== What the task asks ==
Reproduce the records below exactly, but leave their pictures out of the copy.

# # # #

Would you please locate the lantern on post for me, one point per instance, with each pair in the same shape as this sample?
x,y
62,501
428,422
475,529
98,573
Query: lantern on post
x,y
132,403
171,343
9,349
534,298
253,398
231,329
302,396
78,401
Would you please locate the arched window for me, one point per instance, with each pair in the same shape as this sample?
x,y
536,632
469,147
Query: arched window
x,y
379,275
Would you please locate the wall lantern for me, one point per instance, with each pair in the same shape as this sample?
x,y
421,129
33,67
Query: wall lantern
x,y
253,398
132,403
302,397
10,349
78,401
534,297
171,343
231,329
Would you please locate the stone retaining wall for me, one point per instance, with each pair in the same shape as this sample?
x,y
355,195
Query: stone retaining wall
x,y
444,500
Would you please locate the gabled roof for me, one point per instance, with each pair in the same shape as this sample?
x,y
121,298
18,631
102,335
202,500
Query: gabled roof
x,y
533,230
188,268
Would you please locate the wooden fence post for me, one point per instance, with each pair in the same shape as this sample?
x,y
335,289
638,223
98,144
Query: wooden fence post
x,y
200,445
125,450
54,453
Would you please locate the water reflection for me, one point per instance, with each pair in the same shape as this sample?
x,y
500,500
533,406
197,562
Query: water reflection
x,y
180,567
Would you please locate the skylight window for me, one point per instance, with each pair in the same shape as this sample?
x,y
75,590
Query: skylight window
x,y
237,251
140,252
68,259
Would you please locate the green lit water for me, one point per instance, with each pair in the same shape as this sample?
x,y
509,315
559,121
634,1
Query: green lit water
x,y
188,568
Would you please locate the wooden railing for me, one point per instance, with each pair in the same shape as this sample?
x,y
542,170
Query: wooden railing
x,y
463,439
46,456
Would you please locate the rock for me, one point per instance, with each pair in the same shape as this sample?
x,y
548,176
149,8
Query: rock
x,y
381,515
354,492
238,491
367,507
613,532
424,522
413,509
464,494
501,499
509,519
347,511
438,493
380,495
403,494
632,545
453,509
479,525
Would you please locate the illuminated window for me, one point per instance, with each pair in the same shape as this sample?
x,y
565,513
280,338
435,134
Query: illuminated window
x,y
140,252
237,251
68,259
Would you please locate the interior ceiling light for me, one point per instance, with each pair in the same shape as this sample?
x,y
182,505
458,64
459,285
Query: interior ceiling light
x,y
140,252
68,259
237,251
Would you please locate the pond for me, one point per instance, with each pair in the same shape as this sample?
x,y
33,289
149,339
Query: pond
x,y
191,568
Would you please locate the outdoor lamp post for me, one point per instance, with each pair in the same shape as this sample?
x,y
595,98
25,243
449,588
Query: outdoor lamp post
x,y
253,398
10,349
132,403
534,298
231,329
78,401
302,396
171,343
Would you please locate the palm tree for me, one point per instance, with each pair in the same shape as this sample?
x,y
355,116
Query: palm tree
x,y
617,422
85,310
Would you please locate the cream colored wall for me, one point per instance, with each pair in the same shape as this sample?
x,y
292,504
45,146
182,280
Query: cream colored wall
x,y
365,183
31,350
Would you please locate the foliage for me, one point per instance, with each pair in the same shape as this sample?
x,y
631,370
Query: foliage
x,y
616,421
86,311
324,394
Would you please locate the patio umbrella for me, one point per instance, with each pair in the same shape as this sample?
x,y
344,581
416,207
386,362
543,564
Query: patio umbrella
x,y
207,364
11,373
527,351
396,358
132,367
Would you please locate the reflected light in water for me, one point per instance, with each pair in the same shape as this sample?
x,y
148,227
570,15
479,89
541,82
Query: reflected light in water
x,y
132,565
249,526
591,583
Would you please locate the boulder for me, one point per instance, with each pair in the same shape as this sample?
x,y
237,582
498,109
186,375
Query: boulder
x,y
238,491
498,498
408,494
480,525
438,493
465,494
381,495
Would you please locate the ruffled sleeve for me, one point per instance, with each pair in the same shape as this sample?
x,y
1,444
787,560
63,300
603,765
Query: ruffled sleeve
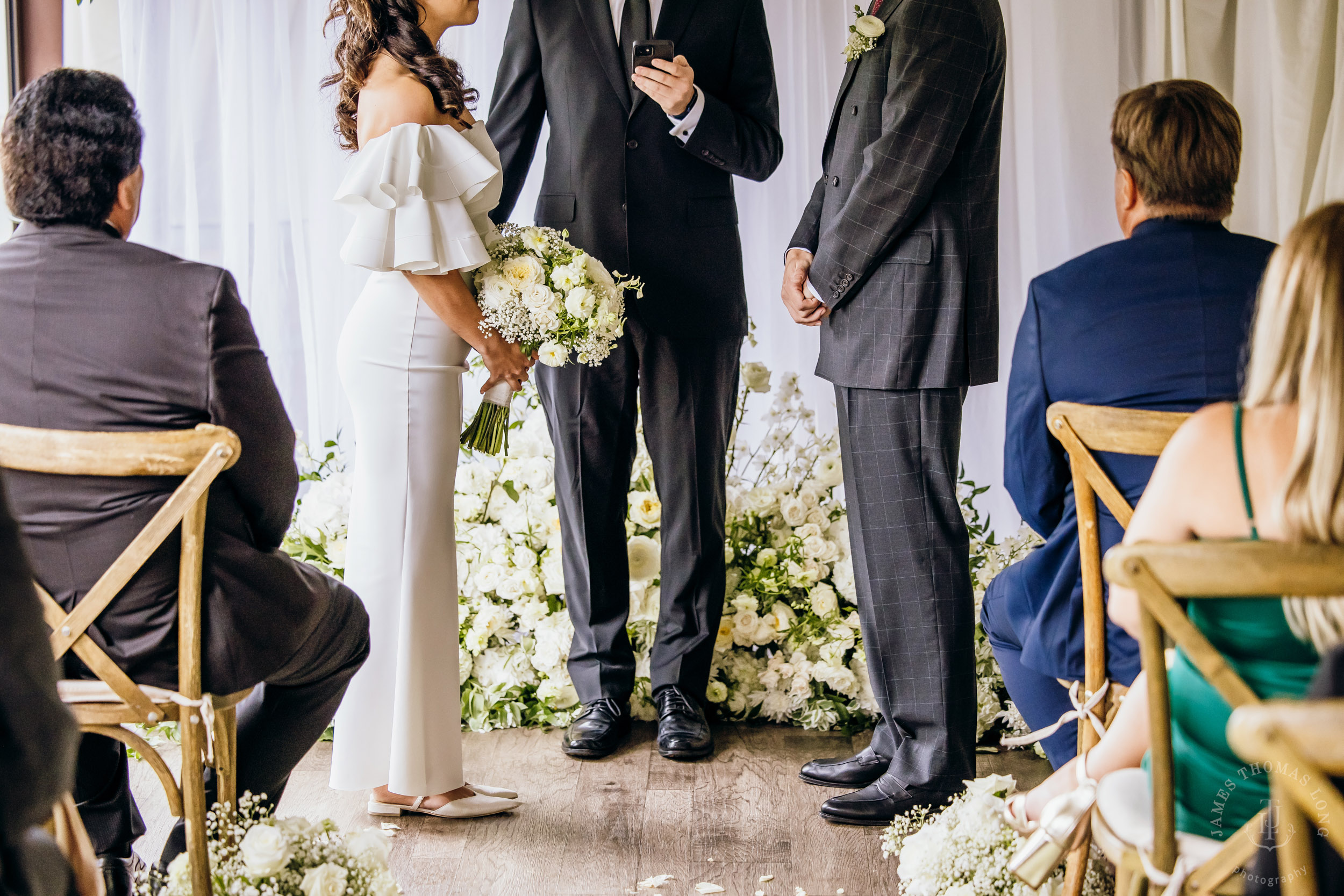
x,y
409,191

# # # #

== Result ==
Would you please locate the lantern on post for me, one point per instance, with each pair in the same shape as this sample?
x,y
62,501
428,422
475,529
98,573
Query: lantern on post
x,y
132,403
171,343
9,349
534,298
253,398
231,329
302,396
78,401
Would you please locate the arched window for me, one point per instance, with each pair in the same shape as this sample?
x,y
536,632
469,147
Query: arched window
x,y
379,275
Would you please locate the wall lantern for me, one point per instance, with each pair in the same shape as this sample?
x,y
421,129
33,67
Query: wall lantern
x,y
253,398
132,403
302,397
10,349
78,401
534,297
171,343
231,329
Would you please locate the stone retaining wall for me, one point per instance, with each pair in the same shape as this sample?
x,y
355,195
Query: stone retaining wall
x,y
444,500
Would you please locate the gabled roof for me, one point per instance, with each pair in the same shape as this sample?
x,y
121,298
18,631
102,335
202,500
Query: gabled roof
x,y
533,230
188,268
Would you please locate the wooden fence post for me, one point per instance, with each pair in the same shape as this sample?
x,y
335,289
638,223
98,144
Query: wooden fence post
x,y
200,445
125,450
54,453
Would you please locate the water reflection for me, one point per instance, with each pair in the same shape as this sample?
x,y
500,500
533,406
197,562
Query: water reflection
x,y
180,567
Would you please locate the skylight window for me, one point per instance, with each pair in the same shape as this sample?
x,y
75,590
Query: skylight window
x,y
237,251
140,252
68,259
Would you please locate the green lit water for me, one point per instance, with each pair in the same shape as this sample?
x,y
509,315
559,121
634,1
Query: green lit water
x,y
188,568
Would you please locate the wooden railing for me, one point per instance, with each pair in the same shape as this sample?
x,y
542,170
Query: wooden railing
x,y
463,439
46,456
Would you please locate the rock for me, one point per instance, with each pair in the same shape as this sample?
x,y
548,176
149,8
Query: rock
x,y
381,515
354,492
238,491
367,507
613,532
424,522
413,509
464,494
501,499
509,519
347,511
438,493
380,495
403,494
632,545
453,509
479,525
Would you please locate the illuminated window for me, one point per instance, with each pair in the same shape as this sample?
x,y
565,513
280,338
435,134
Query: illuminated window
x,y
140,252
237,251
68,259
Would you please locate the interior ceiling light for me, one point per instance, with each pair in the same shape as this sample?
x,y
182,505
458,64
459,285
Query: interior ceiling light
x,y
140,252
68,259
237,251
Would you please locate the pond for me, one point per instance, with each pair in the same shape as this sample?
x,y
33,289
149,339
Query: pond
x,y
191,568
Would you please locate the outdoor lamp post for me, one point per instance, with each pair in the same shape as this sample?
x,y
595,98
25,243
449,588
Query: outdoor lamp post
x,y
253,398
10,349
132,403
534,298
231,329
78,401
302,396
171,343
Would you please locate the palm tree for me, one point per instance, with each pair in the same shape as this sample?
x,y
355,116
Query: palm tree
x,y
617,422
85,310
Would you please locate the cream colored wall for me, one point per instance, with each pair in the same shape as this sample?
x,y
292,504
45,146
182,280
Query: cream colored wall
x,y
365,183
31,350
Would you please locate the foliage for me, one point per instance, with each pair in the same shape as this sample?
x,y
631,370
Query: foliage
x,y
616,421
86,311
324,394
Would you please locate the patio umbrella for me, one point per instance, with each pair in the same shape as this sample?
x,y
344,581
416,207
386,362
543,564
Query: patio umbrella
x,y
207,364
11,373
527,351
396,358
132,367
Would you please locate the reflected light in water for me, one point per instance, with each pair in the same shape as this sample?
x,y
148,227
570,15
479,89
541,82
Query: reflected light in water
x,y
132,565
249,526
591,583
Would you please locate the boulder for me, one point per instance, with each pair in the same shape as this sample?
x,y
237,582
498,109
186,375
Query: boulder
x,y
238,491
498,498
408,494
480,525
438,493
465,494
381,495
Would you please locate the ruffled sleeve for me, one point per instance, with each pair in the same shape as this sample?
x,y
1,444
787,560
63,300
603,765
Query: ruffled sleeve
x,y
409,191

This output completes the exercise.